GIVEN REQUEST
Please reproduce all of the rows below word for word, leaving out the pictures.

RECORDS TO PROCESS
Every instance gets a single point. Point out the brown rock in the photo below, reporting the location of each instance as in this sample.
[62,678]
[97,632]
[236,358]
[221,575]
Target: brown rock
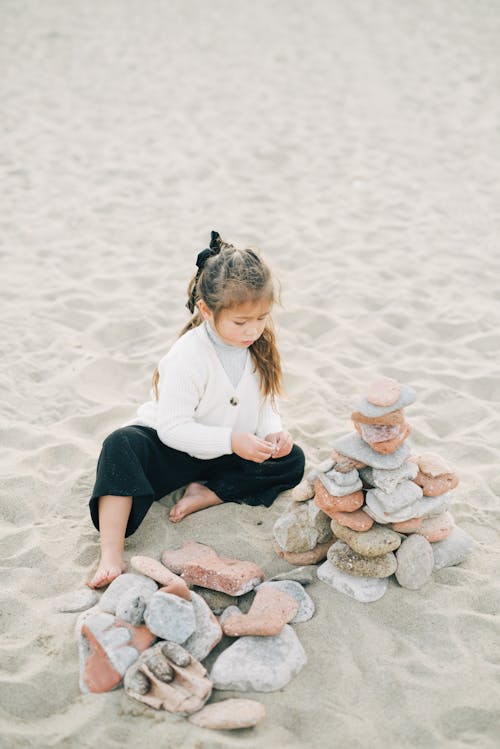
[383,392]
[433,487]
[176,559]
[394,417]
[328,503]
[167,677]
[314,556]
[229,714]
[270,611]
[343,464]
[231,576]
[358,520]
[436,528]
[406,526]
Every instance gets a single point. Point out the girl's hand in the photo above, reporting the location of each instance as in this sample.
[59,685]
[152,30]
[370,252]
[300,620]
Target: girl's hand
[250,447]
[283,443]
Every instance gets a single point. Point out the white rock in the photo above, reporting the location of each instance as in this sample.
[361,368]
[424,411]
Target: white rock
[363,589]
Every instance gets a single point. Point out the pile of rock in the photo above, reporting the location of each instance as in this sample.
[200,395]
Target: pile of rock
[387,509]
[151,630]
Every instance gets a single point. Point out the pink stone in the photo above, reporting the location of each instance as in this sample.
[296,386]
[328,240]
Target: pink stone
[229,714]
[358,520]
[299,558]
[271,609]
[329,503]
[436,528]
[156,570]
[232,576]
[383,392]
[176,559]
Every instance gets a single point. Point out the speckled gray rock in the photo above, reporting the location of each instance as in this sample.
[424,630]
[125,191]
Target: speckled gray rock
[207,633]
[77,600]
[381,511]
[345,559]
[216,600]
[452,550]
[374,542]
[340,490]
[362,589]
[129,583]
[407,396]
[259,664]
[388,480]
[303,575]
[295,590]
[302,527]
[131,609]
[170,617]
[354,447]
[343,479]
[415,562]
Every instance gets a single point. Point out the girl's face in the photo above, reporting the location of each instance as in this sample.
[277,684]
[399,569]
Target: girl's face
[241,325]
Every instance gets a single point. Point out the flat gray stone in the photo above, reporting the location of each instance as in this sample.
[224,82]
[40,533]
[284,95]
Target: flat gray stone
[259,664]
[343,479]
[207,633]
[452,550]
[127,584]
[295,590]
[303,575]
[426,506]
[345,559]
[77,600]
[338,490]
[415,562]
[169,617]
[354,447]
[407,396]
[362,589]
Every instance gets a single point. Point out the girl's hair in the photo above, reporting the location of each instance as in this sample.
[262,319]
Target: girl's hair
[226,278]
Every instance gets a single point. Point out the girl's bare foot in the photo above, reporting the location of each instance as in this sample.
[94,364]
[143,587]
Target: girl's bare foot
[196,497]
[108,569]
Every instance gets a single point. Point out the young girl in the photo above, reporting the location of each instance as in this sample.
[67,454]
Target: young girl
[213,424]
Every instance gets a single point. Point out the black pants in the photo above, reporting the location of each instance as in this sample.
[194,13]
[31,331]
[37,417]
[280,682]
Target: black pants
[135,463]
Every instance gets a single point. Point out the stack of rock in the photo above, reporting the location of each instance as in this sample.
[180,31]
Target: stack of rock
[151,630]
[388,509]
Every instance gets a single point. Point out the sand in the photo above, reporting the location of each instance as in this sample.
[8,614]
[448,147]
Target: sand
[357,144]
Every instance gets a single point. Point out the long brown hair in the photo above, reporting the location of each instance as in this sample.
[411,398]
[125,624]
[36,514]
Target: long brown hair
[226,278]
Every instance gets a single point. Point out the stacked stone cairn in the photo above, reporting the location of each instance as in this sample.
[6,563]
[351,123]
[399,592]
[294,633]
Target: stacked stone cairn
[152,628]
[387,509]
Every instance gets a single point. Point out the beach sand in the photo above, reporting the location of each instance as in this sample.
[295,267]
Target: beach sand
[357,145]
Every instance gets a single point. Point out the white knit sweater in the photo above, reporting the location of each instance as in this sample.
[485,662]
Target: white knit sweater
[198,407]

PROBLEM SOLUTION
Every instance gets a single point. Point out the brown rock in the photo below, reporting the location of each instance as in this sample.
[62,678]
[97,632]
[236,358]
[221,575]
Target: brown rock
[383,392]
[433,487]
[176,559]
[394,417]
[328,503]
[167,677]
[314,556]
[229,714]
[270,611]
[343,464]
[231,576]
[358,520]
[436,528]
[406,526]
Every instance gets a single point. Point out the girl's hand in the photo above, reporting the location of each instance as in this sample.
[59,685]
[152,30]
[370,252]
[300,620]
Target: girl's hand
[250,447]
[283,443]
Every instance gets a single point. Point out the white rock in the photo above, reporting the location of each instance as in this sample.
[361,368]
[424,411]
Target: white rock
[363,589]
Every instance gets a single point. Point out the pile of rock in the photo above, reporting the location of each instance as in this sample.
[200,395]
Target: pile of rock
[387,509]
[151,630]
Every instance gets a single point. Point out the pink stone in the photo above, reporting the location of each instance as in this sample.
[296,386]
[328,240]
Target: pink stone
[229,714]
[358,520]
[299,558]
[271,609]
[329,503]
[436,528]
[156,570]
[232,576]
[383,392]
[176,559]
Every instance gets a single point. Point out the speckled gray rock in the photo above, reporting the location of each instance as in this sample.
[424,630]
[125,191]
Target: speckled gray rock
[207,633]
[77,600]
[381,511]
[345,559]
[216,600]
[452,550]
[374,542]
[340,490]
[362,589]
[129,583]
[407,396]
[259,664]
[388,480]
[303,575]
[295,590]
[302,527]
[131,609]
[170,617]
[354,447]
[343,479]
[415,562]
Every instance gets a single point. Point out the girl's face in the photo above, reporting the location of each instance as in this sample.
[277,684]
[399,569]
Target: girl's face
[241,325]
Every instance gets a single point. Point out the flat gray stone in the photo above, reporting the location of each instance as in this sample.
[224,82]
[40,533]
[284,95]
Target: flat gray stone
[259,664]
[343,479]
[207,633]
[452,550]
[127,584]
[295,590]
[303,575]
[426,506]
[345,559]
[77,600]
[338,490]
[415,562]
[169,617]
[354,447]
[407,396]
[362,589]
Every instance gets a single point. Point out the girl's hair in the photo above, reporting the location of each instance as in this sample.
[262,319]
Target: girl's hair
[226,278]
Every instance gets a single point. Point out the girl's bare foot in the photo above, reporting the location of each instance as in this sample.
[94,364]
[143,587]
Target: girl's bare foot
[196,497]
[108,569]
Every instance gets a single point. Point out the young girl in the photo above, reporting the location of each instance as in this sample.
[67,454]
Target: young girl
[213,424]
Every instance gets a single point. Point out the black pants in the photo above, reporting the location of each instance as in this sample.
[194,13]
[31,331]
[37,417]
[280,682]
Target: black pants
[135,463]
Every instance gets a single point. Point out the stack of rock in the photo above, reporting the location of each instance as in this sample.
[180,31]
Target: stack of rock
[151,630]
[388,509]
Every instance gets a single point. Point out the sand in the photo above, reporting the location of each instance as in this sample.
[8,614]
[448,147]
Target: sand
[357,144]
Every instance gets a single point. Point out the long brown hair in the photo above, reporting the location of each instance as in this sample.
[411,398]
[125,624]
[36,514]
Target: long brown hair
[226,278]
Every instance gets a single point. Point out the stacked stone cairn in the photo above, reporting the location of each instance as in this sample.
[6,563]
[351,123]
[399,592]
[294,633]
Target: stacked stone cairn
[152,628]
[387,509]
Every instance gets a single point. Point out the beach sand in the photo above, reporting the location of each instance as in this sample.
[295,267]
Target: beach sand
[357,145]
Every instance gets a single point. Point out the white knit sweater in the photo above, reporting the location of each instance as in this sample.
[485,662]
Target: white knit sweater
[198,407]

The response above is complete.